Testo fornito –
Inoltre, il diritto applicabile all’interno dell’Unione Europea viene esteso anche al trattamento dei dati personali effettuato al di fuori di essa, purché relativo all’offerta di beni o servizi a cittadini UE. È questa una vera rivoluzione, poiché finora valeva il principio per cui la normativa applicabile era quella del luogo in cui aveva sede il Titolare del trattamento.
Social network, piattaforme web (anche in modalità cloud) e motori di ricerca saranno pertanto soggetti alla normativa europea, anche se gestiti da società con sede fuori dall’Unione.
Altre novità piuttosto rilevanti riguardano:
• l’obbligo di definire i tempi di conservazione dei dati e di indicarne la provenienza, in caso di utilizzo;
• l’obbligo di comunicare tempestivamente al Garante qualsiasi violazione dei propri database;
•l’obbligo di predisporre un documento di valutazione del rischio inerente il trattamento di dati personali e di garantire, con adeguati presidi organizzativi, l’accountability del soggetto che li tratta, in materia di protezione dei dati.
In sostanza, la gestione dei dati personali non costituisce più solo un adempimento per l’azienda, ma diviene un processo che incide profondamente sulla sua organizzazione, attraverso l’individuazione di due figure chiave: il Titolare e il Responsabile del trattamento.
NUOVI RUOLI E RESPONSABILITÀ
Tenendo conto dello stato dell’arte e dei costi di attuazione, nonché della natura, del contesto e delle sue finalità, il Titolare e il Responsabile del trattamento sono tenuti a porre in atto tutte le misure necessarie a garantire un livello di sicurezza adeguato al rischio costituito dal trattamento dei dati personali.

Insieme dei record –
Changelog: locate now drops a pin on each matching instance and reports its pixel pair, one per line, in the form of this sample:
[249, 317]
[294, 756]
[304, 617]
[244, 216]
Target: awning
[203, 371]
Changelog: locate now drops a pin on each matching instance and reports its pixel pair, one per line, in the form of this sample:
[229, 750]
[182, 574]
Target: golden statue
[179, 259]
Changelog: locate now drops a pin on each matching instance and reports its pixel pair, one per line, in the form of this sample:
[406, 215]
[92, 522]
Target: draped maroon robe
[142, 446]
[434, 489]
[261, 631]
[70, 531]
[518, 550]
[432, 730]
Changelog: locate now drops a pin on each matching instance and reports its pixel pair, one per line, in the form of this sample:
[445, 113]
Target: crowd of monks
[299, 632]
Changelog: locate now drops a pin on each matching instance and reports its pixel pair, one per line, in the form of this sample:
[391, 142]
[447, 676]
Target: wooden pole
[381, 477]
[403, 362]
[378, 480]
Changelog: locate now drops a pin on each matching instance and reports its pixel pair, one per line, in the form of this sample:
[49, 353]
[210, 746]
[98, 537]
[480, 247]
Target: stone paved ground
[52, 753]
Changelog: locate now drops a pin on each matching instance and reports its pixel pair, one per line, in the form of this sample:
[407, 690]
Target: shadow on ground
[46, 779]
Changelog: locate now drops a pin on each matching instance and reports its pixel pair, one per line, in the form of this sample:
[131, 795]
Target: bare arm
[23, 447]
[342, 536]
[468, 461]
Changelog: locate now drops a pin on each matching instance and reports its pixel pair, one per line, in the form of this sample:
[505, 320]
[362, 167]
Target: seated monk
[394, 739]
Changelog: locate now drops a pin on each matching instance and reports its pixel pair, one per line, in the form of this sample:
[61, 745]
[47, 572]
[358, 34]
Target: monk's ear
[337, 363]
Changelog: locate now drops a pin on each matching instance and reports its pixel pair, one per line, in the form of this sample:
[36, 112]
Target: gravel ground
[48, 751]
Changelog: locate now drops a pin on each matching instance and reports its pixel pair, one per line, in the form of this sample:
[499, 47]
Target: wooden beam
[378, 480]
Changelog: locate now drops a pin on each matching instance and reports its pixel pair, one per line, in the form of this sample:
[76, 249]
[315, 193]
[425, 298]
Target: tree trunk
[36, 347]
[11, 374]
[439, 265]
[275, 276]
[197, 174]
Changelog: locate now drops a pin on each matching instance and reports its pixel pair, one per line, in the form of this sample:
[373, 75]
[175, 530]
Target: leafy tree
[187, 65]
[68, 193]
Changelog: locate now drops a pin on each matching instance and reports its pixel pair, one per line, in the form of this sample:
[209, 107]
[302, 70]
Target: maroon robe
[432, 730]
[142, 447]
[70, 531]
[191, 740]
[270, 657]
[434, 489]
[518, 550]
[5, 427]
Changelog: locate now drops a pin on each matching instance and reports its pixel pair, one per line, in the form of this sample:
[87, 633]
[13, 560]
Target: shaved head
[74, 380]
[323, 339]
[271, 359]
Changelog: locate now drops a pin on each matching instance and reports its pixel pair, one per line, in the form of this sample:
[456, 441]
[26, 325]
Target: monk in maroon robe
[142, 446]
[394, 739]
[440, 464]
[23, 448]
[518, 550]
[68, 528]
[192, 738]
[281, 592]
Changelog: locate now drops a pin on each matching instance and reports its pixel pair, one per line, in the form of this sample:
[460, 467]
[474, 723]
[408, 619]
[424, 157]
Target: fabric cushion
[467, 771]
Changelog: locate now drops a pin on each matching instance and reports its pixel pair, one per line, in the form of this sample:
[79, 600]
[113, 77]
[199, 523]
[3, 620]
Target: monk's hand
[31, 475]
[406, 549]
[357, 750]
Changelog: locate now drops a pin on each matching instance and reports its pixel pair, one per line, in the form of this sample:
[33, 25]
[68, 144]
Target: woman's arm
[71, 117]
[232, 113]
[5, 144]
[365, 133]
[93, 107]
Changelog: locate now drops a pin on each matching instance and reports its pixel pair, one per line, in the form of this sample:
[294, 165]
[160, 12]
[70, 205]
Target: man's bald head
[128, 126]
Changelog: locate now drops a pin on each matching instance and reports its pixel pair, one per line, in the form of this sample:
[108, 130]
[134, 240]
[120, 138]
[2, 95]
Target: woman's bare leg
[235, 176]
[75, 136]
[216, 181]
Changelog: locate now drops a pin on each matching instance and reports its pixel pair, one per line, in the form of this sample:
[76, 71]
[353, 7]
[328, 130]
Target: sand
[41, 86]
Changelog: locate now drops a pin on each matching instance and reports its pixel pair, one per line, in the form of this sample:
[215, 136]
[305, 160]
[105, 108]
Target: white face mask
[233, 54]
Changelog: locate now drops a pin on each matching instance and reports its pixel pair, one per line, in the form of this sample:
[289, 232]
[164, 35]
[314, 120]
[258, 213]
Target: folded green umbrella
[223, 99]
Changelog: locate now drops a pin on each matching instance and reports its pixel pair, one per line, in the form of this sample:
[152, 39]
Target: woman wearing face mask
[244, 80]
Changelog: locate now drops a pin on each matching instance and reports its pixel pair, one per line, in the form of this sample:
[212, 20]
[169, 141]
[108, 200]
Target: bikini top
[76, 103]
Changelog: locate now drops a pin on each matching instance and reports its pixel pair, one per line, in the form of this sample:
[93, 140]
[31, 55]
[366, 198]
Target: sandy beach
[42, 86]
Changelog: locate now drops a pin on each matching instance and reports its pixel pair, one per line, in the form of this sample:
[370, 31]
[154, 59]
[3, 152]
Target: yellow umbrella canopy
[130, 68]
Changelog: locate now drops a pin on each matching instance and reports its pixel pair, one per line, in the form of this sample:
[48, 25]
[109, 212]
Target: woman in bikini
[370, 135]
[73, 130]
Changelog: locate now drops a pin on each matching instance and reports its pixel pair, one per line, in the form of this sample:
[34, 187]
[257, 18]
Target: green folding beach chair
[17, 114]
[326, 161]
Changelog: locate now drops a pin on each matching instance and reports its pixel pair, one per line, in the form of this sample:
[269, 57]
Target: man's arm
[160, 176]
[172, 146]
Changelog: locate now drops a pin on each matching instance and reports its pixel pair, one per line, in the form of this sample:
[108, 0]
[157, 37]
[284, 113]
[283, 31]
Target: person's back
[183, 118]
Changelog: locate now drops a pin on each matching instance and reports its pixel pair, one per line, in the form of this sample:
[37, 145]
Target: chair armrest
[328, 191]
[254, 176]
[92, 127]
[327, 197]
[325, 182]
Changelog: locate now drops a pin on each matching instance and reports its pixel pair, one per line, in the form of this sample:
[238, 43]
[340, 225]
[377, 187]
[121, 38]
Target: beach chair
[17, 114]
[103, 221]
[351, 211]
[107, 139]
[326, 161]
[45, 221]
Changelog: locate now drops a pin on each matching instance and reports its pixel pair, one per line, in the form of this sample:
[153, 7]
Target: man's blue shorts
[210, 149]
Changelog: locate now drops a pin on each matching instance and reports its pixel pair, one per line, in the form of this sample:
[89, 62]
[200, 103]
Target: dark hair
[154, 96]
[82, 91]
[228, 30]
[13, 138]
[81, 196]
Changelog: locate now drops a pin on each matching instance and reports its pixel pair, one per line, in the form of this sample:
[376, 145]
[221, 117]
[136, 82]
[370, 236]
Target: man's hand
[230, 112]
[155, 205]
--
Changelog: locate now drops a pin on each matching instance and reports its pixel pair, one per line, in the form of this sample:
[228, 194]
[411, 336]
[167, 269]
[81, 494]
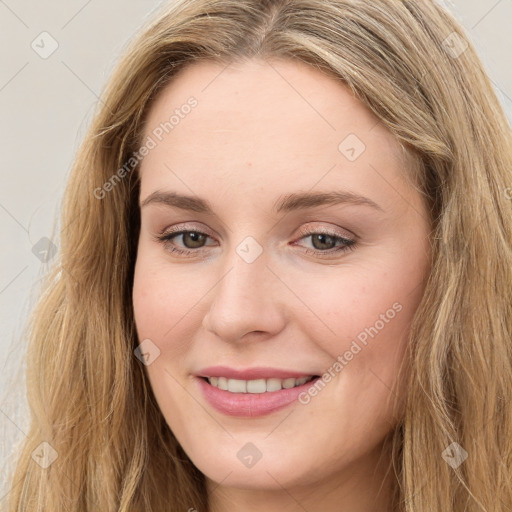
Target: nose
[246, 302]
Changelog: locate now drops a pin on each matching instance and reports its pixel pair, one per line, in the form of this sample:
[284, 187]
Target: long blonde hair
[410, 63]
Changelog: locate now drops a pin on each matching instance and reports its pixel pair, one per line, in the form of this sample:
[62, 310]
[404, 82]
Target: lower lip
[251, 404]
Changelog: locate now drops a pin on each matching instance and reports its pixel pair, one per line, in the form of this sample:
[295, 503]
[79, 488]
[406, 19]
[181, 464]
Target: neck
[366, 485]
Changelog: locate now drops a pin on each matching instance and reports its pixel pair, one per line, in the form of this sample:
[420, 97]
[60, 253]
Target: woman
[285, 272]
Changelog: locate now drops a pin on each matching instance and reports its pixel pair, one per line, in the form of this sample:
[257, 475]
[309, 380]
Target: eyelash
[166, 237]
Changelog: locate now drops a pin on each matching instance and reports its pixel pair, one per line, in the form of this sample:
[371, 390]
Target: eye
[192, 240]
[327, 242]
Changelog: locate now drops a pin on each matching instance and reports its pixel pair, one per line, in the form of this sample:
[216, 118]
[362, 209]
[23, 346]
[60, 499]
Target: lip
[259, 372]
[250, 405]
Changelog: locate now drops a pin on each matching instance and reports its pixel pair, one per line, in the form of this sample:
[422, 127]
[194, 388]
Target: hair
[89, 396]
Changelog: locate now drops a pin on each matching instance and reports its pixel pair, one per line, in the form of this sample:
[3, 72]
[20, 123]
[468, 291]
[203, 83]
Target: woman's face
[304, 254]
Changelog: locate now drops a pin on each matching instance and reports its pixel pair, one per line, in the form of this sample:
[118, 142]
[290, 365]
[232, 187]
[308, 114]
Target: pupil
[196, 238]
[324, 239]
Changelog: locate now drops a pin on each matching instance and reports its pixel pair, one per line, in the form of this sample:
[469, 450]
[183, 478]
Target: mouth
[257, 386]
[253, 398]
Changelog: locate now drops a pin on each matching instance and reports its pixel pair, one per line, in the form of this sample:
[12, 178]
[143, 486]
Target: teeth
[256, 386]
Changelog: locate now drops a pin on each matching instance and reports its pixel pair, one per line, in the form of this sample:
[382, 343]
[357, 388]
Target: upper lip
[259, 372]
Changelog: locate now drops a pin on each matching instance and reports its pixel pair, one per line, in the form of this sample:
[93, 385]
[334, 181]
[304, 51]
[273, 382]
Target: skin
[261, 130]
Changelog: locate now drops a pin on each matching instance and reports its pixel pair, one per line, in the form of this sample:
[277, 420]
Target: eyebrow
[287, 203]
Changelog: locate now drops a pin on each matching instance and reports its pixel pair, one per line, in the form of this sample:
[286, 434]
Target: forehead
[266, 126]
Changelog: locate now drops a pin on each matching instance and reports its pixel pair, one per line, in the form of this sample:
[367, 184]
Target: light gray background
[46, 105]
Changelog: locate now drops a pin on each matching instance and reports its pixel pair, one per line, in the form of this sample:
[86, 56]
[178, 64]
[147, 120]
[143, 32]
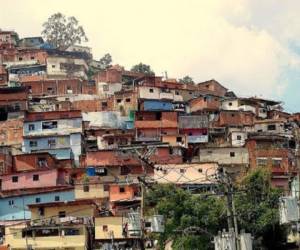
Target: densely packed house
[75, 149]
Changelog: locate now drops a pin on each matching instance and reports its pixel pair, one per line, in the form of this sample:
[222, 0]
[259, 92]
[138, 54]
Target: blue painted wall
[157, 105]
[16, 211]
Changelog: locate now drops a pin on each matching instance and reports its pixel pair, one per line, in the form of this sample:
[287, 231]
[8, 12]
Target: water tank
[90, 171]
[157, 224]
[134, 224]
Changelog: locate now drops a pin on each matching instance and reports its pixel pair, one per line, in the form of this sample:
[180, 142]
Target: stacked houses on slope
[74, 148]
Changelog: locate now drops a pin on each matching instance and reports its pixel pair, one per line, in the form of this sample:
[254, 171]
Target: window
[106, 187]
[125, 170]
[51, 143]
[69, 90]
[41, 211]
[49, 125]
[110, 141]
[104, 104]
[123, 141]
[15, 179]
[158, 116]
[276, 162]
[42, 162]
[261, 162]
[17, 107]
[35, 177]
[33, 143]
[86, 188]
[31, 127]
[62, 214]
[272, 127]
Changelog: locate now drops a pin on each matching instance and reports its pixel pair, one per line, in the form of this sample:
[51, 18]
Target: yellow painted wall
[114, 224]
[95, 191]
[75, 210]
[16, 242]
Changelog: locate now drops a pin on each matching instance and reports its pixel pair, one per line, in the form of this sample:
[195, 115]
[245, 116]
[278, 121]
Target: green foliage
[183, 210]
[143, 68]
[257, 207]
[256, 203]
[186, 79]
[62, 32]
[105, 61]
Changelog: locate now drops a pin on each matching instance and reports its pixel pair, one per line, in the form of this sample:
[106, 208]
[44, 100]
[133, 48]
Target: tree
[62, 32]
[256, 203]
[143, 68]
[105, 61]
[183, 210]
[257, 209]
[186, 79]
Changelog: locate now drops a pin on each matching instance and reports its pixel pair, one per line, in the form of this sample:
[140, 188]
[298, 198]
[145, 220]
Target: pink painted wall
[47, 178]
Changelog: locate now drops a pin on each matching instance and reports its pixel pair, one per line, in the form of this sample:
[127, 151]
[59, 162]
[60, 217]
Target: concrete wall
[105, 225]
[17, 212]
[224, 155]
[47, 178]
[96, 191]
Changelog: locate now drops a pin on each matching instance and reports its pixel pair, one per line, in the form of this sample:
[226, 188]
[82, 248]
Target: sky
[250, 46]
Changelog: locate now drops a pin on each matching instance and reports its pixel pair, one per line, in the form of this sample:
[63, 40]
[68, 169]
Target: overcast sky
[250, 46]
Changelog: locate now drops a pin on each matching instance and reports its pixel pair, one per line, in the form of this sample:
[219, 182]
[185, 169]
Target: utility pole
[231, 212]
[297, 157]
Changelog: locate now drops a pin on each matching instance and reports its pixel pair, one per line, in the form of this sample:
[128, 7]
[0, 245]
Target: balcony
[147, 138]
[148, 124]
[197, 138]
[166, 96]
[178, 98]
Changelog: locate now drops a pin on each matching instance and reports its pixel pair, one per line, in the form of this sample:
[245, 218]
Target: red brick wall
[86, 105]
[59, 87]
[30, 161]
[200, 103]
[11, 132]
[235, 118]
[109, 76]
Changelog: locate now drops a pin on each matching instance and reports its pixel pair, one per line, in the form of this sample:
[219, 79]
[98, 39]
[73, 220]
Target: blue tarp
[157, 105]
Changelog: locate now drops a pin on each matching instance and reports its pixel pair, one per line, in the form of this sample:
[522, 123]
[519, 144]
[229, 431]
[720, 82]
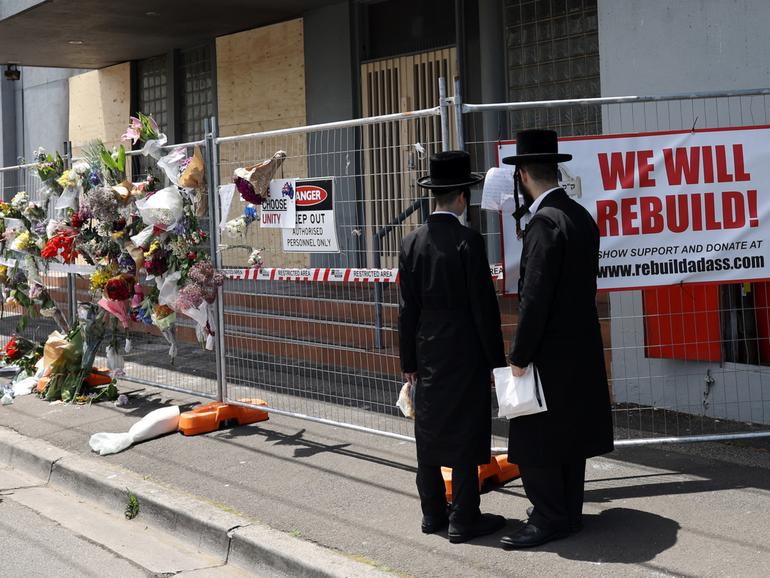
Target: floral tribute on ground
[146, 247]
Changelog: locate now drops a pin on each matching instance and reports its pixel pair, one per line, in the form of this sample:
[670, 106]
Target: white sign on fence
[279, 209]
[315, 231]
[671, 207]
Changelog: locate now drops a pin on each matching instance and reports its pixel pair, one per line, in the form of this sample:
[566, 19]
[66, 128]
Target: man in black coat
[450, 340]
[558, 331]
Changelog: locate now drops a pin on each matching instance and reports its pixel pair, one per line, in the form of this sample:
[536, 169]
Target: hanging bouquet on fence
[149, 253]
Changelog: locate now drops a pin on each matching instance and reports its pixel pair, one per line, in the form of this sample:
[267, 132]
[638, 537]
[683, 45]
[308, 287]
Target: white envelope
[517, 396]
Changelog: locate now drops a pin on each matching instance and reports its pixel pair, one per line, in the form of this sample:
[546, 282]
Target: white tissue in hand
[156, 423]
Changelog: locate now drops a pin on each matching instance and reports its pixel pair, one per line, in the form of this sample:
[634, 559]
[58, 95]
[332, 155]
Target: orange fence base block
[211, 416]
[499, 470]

Istruzioni operative –
(1) Nel testo sulla protezione dei dati personali, quale principio determinava finora la normativa applicabile al trattamento?
(2) Fornisci la prosecuzione del testo sulla protezione dei dati personali, partendo dopo l'ultima frase riportata.

Risposte in ordine –
(1) Si applicava la normativa del luogo in cui aveva sede il Titolare del trattamento.

(2)
Tra queste, la cifratura dei dati personali, la capacità di assicurare su base permanente la riservatezza, l’integrità, la disponibilità e la flessibilità dei sistemi e dei servizi di trattamento e di ripristinare tempestivamente l’accesso ai dati personali, in caso di incidente tecnico.
Il Titolare e il Responsabile del trattamento devono inoltre garantire che chiunque agisca sotto la loro autorità e abbia accesso a dati personali sia regolarmente istruito in tal senso.
In caso di necessità, è prevista una consultazione dell’Autorità di controllo, qualora la valutazione dell’impatto del trattamento implichi un’elevata percentuale di rischio. Sarà quindi necessario elaborare un sistema documentale di gestione della privacy, attraverso l’istituzione obbligatoria di un Registro del trattamento dei dati, grazie al quale tutte le operazioni effettuate siano tracciabili e documentabili.
È questo il principio di rendicontazione (o di accountability), secondo cui il Titolare deve conservare la documentazione di tutti i trattamenti effettuati sotto la propria responsabilità, in modo da assicurare e comprovare la conformità di ciascuna operazione alle disposizioni del Regolamento.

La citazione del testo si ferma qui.